- Written task a:
In the review below, rewrite the passage from "Take any excuse you" to "half-hour of browsing.", substituting "peaceful" for "tranquil".

- Text:
2012-11-06 08:47:16 未知

Rupert Christiansen advises everyone to take any excuse to visit the Barber Institute in Edgbaston.

Take any excuse you can to visit the Barber Institute. Situated in Edgbaston on the University of Birmingham campus, it contains one of our finest regional art collections, beautifully housed in a tranquil setting and displaying a small number of paintings and objets d’art, all of a very high quality, without intrusive labelling or gimmickry.

An additional attraction at the moment is the small exhibition In Front of Nature: The European Landscapes of Thomas Fearnley (until January 27), which will afford you a happy half-hour of browsing.

A Norwegian of English descent, Fearnley flourished at the same time as Constable and Turner, to whose superior genius his talent offers interesting comparisons.

Perhaps his most famous picture today is the little oil sketch he made of Turner standing on a bench on varnishing day at the British Institution, but this is untypical of his subject matter. His genre was landscape, treated in a warm and fluent but objective style that evokes for me the opening movement of Beethoven’s “Pastoral Symphony”.

Landscape for Fearnley was neither menacing nor daunting. The Romantic sublime of Caspar David Friedrich – another of his contemporaries – is not his style, and even his superb picture of the Grindelwald Glacier seems without any rhetoric of awe. Wordsworth’s Lake District was a terrain he saw as a working rural environment rather than a source of epic scenic grandeur, and his depictions of Derwentwater and Rydal have fresh bucolic charm.

Fearnley’s modesty made him popular in his lifetime: when he showed his work in London in the mid 1830s, he was preferred by several critics to Turner, who was deemed excessive and outré. Nowadays taste has decisively reversed in Turner’s favour, and at first glance Fearnley’s gentle paintings can look as though they belong in a Victorian parlour next to the aspidistra. But look a little longer and their quiet grace and harmony suggests someone happily absorbed in nature but not overwhelmed by it.

Fearnley spent much of his adult life travelling restlessly through Europe. He was no Byronic sociopath, however – rather, a convivial, back-slapping sort of a fellow who enjoyed a smoke and a jar. Below a self-portrait picturing himself indulging in both these pleasures, he writes the rubric, “An artist without a drink is like a ship without sails”: an appropriate motto, perhaps, for the coats of arms of several of today’s bibulous YBAs.

- Written task b:
Reproduce the records word for word, from their first line through the line containing "421 98 L 416".

- Dataset extract:
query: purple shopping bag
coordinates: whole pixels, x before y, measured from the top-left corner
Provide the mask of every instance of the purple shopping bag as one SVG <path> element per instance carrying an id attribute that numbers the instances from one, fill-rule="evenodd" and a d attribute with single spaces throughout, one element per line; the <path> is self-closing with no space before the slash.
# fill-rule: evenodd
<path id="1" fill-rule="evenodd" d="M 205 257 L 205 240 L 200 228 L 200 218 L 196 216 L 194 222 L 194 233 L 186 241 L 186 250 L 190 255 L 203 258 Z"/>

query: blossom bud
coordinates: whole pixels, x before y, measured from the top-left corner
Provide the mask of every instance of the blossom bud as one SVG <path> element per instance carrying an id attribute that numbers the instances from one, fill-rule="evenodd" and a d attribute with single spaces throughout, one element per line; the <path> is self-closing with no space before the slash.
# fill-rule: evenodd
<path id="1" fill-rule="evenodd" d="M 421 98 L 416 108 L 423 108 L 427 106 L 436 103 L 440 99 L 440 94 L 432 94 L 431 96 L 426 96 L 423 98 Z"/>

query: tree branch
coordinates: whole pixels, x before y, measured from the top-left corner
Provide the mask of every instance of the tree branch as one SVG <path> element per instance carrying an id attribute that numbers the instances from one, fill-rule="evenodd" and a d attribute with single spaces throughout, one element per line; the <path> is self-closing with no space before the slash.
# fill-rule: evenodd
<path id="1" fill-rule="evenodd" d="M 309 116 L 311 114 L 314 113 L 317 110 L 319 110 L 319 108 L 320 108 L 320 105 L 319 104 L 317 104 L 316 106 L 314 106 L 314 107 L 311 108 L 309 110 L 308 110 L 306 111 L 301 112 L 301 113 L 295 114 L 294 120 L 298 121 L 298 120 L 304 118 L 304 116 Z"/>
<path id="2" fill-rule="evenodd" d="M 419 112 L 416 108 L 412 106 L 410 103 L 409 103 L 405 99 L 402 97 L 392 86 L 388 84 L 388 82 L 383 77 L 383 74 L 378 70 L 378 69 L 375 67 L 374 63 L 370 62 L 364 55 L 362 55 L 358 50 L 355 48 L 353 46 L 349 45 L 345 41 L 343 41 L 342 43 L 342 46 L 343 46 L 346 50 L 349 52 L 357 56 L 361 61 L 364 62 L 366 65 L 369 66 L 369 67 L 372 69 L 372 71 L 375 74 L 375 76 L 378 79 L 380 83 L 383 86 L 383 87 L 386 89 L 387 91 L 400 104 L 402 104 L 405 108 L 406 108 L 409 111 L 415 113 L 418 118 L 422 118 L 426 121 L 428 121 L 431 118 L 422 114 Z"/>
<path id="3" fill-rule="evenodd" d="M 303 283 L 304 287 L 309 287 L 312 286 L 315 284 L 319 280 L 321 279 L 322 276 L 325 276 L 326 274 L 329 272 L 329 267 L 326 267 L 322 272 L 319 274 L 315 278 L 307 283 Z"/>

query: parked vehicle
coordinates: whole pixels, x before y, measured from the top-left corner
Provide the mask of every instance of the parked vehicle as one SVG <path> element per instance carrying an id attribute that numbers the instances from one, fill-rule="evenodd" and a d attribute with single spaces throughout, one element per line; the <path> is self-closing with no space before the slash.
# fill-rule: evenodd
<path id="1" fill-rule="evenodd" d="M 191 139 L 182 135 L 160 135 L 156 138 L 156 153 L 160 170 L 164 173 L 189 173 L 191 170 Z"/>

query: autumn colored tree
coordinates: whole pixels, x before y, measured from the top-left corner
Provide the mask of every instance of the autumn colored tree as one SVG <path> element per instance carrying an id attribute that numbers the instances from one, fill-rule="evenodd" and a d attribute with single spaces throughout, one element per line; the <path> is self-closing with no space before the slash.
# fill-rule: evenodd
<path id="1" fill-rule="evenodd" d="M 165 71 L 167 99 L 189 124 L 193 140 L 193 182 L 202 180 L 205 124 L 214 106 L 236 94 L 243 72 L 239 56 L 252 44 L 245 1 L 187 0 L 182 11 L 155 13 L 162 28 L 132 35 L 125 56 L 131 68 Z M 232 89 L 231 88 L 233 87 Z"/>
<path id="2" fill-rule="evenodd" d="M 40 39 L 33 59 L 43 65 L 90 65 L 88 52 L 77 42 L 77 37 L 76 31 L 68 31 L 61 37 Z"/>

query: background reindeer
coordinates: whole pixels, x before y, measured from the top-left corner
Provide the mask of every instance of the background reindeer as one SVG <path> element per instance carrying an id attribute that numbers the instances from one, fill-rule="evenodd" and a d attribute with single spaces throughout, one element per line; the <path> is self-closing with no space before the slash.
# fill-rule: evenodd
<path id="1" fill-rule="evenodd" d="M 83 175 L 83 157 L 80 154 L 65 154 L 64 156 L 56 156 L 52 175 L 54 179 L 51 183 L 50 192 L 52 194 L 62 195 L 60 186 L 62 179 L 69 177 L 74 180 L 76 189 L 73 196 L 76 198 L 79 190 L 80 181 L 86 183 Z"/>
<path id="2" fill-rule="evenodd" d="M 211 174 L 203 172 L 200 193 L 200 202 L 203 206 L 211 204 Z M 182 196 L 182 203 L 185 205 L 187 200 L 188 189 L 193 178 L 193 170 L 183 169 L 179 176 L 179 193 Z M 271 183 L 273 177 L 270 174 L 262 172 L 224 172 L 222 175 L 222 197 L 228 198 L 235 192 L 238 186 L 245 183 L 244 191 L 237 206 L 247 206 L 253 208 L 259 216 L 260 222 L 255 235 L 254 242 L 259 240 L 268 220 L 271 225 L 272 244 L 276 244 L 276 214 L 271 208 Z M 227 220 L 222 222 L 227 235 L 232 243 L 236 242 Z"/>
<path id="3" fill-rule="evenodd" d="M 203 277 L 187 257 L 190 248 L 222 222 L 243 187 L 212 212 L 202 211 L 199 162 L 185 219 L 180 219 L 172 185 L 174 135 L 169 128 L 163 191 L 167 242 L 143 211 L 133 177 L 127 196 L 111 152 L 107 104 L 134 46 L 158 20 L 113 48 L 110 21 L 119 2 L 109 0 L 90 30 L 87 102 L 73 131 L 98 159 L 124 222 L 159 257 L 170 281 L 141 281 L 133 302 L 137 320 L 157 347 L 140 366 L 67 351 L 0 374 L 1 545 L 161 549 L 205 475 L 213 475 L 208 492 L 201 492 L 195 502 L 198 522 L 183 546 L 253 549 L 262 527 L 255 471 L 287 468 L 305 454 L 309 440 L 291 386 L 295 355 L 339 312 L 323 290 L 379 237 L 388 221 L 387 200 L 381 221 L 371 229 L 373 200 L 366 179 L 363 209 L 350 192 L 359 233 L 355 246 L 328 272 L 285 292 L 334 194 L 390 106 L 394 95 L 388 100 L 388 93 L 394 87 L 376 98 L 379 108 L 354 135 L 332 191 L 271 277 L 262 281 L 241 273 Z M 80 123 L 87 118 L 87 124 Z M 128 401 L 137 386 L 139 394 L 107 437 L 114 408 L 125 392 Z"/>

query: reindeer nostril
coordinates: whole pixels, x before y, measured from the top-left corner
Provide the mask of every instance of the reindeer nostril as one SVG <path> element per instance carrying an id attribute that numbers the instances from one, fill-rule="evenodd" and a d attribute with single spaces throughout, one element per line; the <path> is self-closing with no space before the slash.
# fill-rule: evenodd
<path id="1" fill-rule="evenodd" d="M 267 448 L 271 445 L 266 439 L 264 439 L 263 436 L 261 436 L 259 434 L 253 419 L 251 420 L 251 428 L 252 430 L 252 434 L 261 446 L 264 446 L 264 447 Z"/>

- Exercise result a:
Take any excuse you can to visit the Barber Institute. Situated in Edgbaston on the University of Birmingham campus, it contains one of our finest regional art collections, beautifully housed in a peaceful setting and displaying a small number of paintings and objets d’art, all of a very high quality, without intrusive labelling or gimmickry.

An additional attraction at the moment is the small exhibition In Front of Nature: The European Landscapes of Thomas Fearnley (until January 27), which will afford you a happy half-hour of browsing.

- Exercise result b:
query: purple shopping bag
coordinates: whole pixels, x before y, measured from the top-left corner
Provide the mask of every instance of the purple shopping bag as one SVG <path> element per instance carrying an id attribute that numbers the instances from one, fill-rule="evenodd" and a d attribute with single spaces throughout, one element per line; the <path> is self-closing with no space before the slash.
# fill-rule: evenodd
<path id="1" fill-rule="evenodd" d="M 205 257 L 205 240 L 200 228 L 200 218 L 196 216 L 194 222 L 194 233 L 186 241 L 186 250 L 190 255 L 203 258 Z"/>

query: blossom bud
coordinates: whole pixels, x before y, measured from the top-left corner
Provide the mask of every instance of the blossom bud as one SVG <path> element per instance carrying an id attribute that numbers the instances from one, fill-rule="evenodd" and a d attribute with single spaces throughout, one element per line; the <path> is self-closing with no space before the slash.
# fill-rule: evenodd
<path id="1" fill-rule="evenodd" d="M 421 98 L 416 108 L 423 108 L 427 106 L 436 103 L 440 99 L 440 94 L 432 94 L 431 96 L 426 96 L 423 98 Z"/>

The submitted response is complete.